Collected data entries
____________________

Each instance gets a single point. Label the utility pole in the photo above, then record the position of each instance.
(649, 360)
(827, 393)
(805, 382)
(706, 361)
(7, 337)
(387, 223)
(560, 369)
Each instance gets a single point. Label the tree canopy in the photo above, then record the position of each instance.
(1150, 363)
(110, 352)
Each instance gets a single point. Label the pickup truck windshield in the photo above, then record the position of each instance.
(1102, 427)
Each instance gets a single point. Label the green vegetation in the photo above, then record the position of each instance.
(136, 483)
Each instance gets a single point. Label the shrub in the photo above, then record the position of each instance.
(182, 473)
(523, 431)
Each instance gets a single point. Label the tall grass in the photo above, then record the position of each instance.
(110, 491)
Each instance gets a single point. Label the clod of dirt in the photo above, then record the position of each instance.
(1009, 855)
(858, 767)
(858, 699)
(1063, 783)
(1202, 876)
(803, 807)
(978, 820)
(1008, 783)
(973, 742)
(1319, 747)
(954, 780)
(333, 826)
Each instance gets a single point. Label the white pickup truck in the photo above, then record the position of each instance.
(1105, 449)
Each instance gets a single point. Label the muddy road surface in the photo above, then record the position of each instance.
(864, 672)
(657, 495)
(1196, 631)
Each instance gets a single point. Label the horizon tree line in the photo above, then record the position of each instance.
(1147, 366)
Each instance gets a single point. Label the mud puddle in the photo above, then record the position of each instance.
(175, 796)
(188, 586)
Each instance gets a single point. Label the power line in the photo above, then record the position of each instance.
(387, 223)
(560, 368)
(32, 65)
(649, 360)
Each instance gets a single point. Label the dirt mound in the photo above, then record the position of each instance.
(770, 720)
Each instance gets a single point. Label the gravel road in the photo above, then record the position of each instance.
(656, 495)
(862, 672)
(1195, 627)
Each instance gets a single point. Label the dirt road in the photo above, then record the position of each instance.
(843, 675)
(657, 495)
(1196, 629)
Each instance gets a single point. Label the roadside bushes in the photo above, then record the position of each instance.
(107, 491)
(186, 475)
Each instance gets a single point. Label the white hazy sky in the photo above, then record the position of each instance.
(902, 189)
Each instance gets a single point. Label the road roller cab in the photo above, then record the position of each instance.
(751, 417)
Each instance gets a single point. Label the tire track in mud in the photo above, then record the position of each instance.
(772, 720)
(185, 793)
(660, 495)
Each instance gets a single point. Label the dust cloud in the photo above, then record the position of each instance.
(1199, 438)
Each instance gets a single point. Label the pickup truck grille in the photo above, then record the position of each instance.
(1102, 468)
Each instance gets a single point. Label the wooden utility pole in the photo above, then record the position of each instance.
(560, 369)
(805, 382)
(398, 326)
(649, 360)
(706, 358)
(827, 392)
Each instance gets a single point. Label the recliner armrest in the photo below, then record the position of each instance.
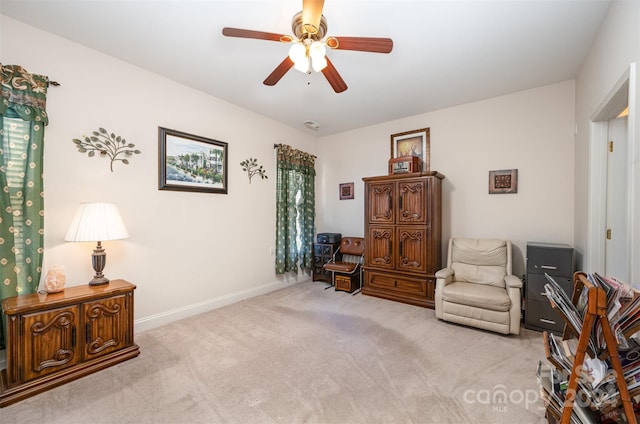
(513, 282)
(444, 273)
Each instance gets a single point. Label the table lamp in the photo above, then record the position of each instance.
(97, 222)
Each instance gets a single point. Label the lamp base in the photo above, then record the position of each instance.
(98, 281)
(98, 260)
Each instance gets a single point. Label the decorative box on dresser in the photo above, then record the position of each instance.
(323, 253)
(55, 338)
(557, 260)
(403, 234)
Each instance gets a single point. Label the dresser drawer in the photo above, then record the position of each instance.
(402, 284)
(536, 283)
(541, 316)
(554, 259)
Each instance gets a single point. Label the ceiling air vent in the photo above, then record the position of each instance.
(312, 125)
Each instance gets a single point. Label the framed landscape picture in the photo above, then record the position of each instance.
(189, 162)
(346, 191)
(412, 143)
(503, 181)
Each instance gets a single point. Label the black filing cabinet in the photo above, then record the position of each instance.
(322, 253)
(557, 260)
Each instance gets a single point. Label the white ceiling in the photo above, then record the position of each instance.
(445, 52)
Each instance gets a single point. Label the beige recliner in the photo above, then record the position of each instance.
(477, 287)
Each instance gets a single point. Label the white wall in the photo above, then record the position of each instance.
(530, 130)
(187, 252)
(616, 46)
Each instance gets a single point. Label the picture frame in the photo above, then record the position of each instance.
(413, 143)
(346, 191)
(503, 181)
(188, 162)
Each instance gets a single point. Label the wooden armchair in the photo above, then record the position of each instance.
(346, 265)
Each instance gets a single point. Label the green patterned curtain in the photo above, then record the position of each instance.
(23, 117)
(296, 209)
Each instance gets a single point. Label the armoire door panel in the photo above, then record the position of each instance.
(379, 250)
(412, 202)
(380, 206)
(412, 252)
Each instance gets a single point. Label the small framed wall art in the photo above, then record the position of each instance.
(346, 191)
(190, 162)
(503, 181)
(412, 143)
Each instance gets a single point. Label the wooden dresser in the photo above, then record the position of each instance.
(403, 234)
(55, 338)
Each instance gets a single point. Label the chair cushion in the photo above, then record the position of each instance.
(485, 275)
(477, 295)
(481, 261)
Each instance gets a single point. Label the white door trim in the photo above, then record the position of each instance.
(621, 95)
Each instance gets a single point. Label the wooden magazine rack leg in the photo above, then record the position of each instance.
(596, 309)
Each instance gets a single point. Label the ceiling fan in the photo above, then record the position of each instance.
(308, 49)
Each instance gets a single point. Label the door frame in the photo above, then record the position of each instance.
(621, 95)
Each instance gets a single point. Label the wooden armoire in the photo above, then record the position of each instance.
(403, 232)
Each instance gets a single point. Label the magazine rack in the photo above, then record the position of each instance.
(596, 309)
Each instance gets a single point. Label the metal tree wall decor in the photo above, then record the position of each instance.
(251, 166)
(108, 145)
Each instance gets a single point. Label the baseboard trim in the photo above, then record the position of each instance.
(163, 318)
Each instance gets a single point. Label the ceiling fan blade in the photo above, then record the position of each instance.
(311, 14)
(334, 78)
(258, 35)
(363, 44)
(279, 72)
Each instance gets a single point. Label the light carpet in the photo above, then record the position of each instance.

____________________

• _WHAT YOU HAVE TO DO_
Copy out, word for word, the lines between the line containing "Each instance gets a single point. Label the dirt road" and the line containing "(1196, 629)", inclusive.

• _EXERCISE OUTPUT_
Each instance gets a single point. Label the dirt road in the photo above, then record the position of each instance.
(843, 675)
(657, 495)
(1196, 629)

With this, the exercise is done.